● Aim of the task: Transcribe the material in full, exactly as written.

● Data for the task:
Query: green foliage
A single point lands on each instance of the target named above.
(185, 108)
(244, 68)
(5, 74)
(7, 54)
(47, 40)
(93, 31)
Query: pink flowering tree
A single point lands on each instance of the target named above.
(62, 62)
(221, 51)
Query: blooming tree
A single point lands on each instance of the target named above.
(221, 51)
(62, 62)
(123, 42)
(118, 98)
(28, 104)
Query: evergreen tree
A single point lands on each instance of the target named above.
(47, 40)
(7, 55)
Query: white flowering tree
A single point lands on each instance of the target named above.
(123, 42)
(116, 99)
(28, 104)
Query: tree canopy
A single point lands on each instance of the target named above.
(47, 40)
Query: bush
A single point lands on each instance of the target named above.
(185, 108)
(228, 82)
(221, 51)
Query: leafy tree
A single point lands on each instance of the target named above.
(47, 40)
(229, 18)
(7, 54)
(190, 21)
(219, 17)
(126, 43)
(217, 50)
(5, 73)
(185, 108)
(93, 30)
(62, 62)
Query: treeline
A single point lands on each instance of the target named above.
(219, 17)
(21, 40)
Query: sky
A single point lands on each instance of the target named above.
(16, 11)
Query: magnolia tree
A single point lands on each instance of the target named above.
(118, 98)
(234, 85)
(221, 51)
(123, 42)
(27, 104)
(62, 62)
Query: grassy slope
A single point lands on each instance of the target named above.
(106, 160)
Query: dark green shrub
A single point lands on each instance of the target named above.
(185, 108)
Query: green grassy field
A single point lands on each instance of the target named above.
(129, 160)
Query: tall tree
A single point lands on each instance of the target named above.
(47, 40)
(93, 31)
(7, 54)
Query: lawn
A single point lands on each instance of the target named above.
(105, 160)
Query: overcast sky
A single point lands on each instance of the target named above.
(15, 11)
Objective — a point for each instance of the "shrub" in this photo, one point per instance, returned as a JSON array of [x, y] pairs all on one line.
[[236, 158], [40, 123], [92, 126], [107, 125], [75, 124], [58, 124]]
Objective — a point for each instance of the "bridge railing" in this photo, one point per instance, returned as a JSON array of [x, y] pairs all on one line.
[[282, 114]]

● Written response:
Query: green foliage
A single point lands on each instance of the target named above.
(185, 108)
(244, 68)
(5, 74)
(7, 54)
(47, 40)
(93, 31)
Query: pink flowering tree
A single point lands on each instance of the target named above.
(62, 62)
(221, 51)
Query: blooming tree
A single point lands on each instance of the target named above.
(221, 51)
(62, 62)
(123, 42)
(118, 98)
(28, 104)
Query: evergreen tree
A single point lands on each instance of the target named above.
(47, 40)
(7, 55)
Query: white flowering tree
A single point lands on each instance of the target named above.
(123, 42)
(116, 99)
(28, 104)
Query: tree canopy
A single point lands on each instance of the target named above.
(47, 40)
Query: bush
A single point lands on each instance of the target named above.
(185, 108)
(228, 82)
(221, 51)
Query: leafy tree
A single point lands on each instance of the target named above.
(47, 40)
(229, 18)
(7, 54)
(190, 21)
(219, 17)
(126, 43)
(217, 50)
(5, 73)
(185, 108)
(93, 30)
(62, 62)
Query: treeline
A single point lands on each instance of the target named above.
(219, 17)
(21, 40)
Query: sky
A single point lands on each instance of the target named above.
(16, 11)
Query: magnolia tree
A single point lands on each instance of the target named above.
(118, 98)
(234, 85)
(221, 51)
(123, 42)
(27, 104)
(62, 62)
Query: grassy slope
A single point lands on each instance of the target named above.
(106, 160)
Query: dark green shrub
A single point lands on each instance of the target named above.
(185, 108)
Query: green grassy field
A single point lands on each instance of the target named above.
(129, 160)
Query: tall tree
A single point lands on each instance of the target named above.
(47, 40)
(93, 31)
(7, 54)
Query: lawn
A single point lands on each instance of the target named above.
(105, 160)
Query: overcast sky
A single point lands on each instance of the target named above.
(15, 11)
Objective — a point for each instance of the "shrub" in this photo, one point per instance, returned as a JSON array of [x, y] pairs all on one line.
[[236, 158], [40, 123], [92, 126], [107, 125], [75, 124], [58, 124]]
Objective — a point for each instance of the "bridge railing" in this photo, one point per instance, returned as a JSON array of [x, y] pairs all on one line.
[[282, 114]]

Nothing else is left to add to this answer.